Passage to read:
==*==

The warrior class at the time was the standard as is the “middle class” or higher in modern times. Both involve getting up each day and going through the same repetition. You learn to love it because it leads you to the place you have been shown to go.
To make it in the middle/upper class, most people are conditioned to follow the strict 40 per week, eight-hour day grind. Like it or not. You know there was at least one Viking in that mead hall saying as he rolled out of bed, “Dude, love the feast, but I really don’t want to get cut in half again today.”
You are free, but you are free to be, free to be this, whatever “this” is; a warrior or an accountant. Granted, this is painting with a very broad brush, but in my own awareness, that is a Valhalla I do not want to visit.
I prefer freedom from all things. That is not to so I do not to care for anything, but rather I care only for those things I choose to, and if I focus on doing that as best as I can, then I have done me best. The question of how to provide is not about how one provides for him or herself, but where is it that everyone cares for each other?
That is the place to care about, and that is a place where things make sense. The way things used to make sense before Ragnarök, before we got cut in half.
I said the other day to someone that I feel as if I have been on the back of the bus to hell for eight long years doing everything, I could do to slow it down. Suddenly, it stopped, the door opened, and I was kicked out onto the corner of a city I have never been to before. The logical feeling would seem to be of relief, but it is not, but rather of confusion.
While either a failure or the result of happenstance, confusion is a failure. I say that in the sense that in staying present while working the threads of chance out ahead of you something unforeseen occurred that appealed to your attention.
Well, in my situation, it was the fact that it had been so long since I had “been to work”, as most people would understand the phrase in the United States. I had not had a full-time position since the 1990s, and since 1997, I had been a contractor.
My 16 years of publishing a cutting-edge online news company that I owned ended shortly after I was diagnosed in 2011. I had lost interest in the business years ago, but it had grown so large that I was able to pay a full-time staff to run it and still make a living. Don’t get me wrong, it was not an easy job. The early years I was alone doing everything. It was the third year when I hired a part time reporter for a specific beat. From there we branched out into other platforms, such as podcasting, Satellite Radio, streaming video, and video of top prospects and players.
When I turned it all over to my former site staff in September of 2014, the site had collected perhaps $500 in revenue over the 17 years I took it from my bedroom to the Bay Area. Every dollar we made was based on the quality of our content. We were solely subscription based and I believe the website remains so to this day under the new ownership. That said, by 2005 our subscription revenue was enough for me to hire the best people available for three positions. It only continued to grow.

==*==

Supplied records:
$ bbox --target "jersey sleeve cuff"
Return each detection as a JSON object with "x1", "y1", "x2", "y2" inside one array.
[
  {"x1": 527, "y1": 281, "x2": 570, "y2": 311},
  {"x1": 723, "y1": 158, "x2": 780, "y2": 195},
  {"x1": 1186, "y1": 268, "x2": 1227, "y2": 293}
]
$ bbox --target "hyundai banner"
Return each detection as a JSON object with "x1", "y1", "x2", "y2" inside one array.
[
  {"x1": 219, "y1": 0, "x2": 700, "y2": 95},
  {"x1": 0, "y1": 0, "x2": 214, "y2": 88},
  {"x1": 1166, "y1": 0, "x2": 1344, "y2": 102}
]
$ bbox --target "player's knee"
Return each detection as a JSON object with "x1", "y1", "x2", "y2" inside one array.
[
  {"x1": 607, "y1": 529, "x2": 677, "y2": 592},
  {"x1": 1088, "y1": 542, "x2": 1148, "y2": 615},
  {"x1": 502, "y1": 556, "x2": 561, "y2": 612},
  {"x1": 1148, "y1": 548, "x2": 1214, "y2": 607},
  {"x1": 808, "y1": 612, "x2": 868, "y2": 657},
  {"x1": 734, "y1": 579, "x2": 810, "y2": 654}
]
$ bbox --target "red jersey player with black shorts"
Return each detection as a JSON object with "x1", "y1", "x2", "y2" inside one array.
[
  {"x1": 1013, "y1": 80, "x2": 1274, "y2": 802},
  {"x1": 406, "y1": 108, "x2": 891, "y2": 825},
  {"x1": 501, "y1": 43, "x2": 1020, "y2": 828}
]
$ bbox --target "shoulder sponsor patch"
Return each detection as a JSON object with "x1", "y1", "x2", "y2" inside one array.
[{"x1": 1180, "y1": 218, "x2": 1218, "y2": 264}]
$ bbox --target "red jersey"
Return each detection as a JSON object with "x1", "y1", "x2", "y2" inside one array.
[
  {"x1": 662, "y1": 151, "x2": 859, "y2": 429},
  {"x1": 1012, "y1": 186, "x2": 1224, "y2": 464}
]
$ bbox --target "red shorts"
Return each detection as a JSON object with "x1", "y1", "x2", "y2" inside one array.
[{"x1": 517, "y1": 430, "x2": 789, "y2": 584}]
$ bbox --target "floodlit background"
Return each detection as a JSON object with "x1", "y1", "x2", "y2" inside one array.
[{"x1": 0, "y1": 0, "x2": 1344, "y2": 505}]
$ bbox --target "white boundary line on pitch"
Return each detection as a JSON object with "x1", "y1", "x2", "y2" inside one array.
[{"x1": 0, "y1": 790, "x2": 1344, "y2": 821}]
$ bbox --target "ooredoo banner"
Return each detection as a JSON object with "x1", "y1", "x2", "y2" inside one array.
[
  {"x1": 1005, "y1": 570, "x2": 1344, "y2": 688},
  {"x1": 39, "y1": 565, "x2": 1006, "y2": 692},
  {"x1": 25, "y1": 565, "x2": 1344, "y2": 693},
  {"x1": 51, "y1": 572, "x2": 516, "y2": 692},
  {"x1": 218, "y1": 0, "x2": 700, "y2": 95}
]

==*==

What the task requires: In three sentences, summarize the passage above on work, freedom, and the writer's career.

Exercise solution: The writer likens the Viking warrior class to today's middle and upper class, since both rest on daily repetition and a conditioned forty-hour grind, and calls this a Valhalla the writer does not want to visit. Preferring freedom from all things, the writer cares only for what the writer chooses and asks where it is that everyone cares for each other. After eight years that felt like riding the back of the bus to hell, the writer felt confusion rather than relief: the writer had not held a full-time position since the 1990s and had run a subscription-based online news company before turning it over to former staff in September 2014.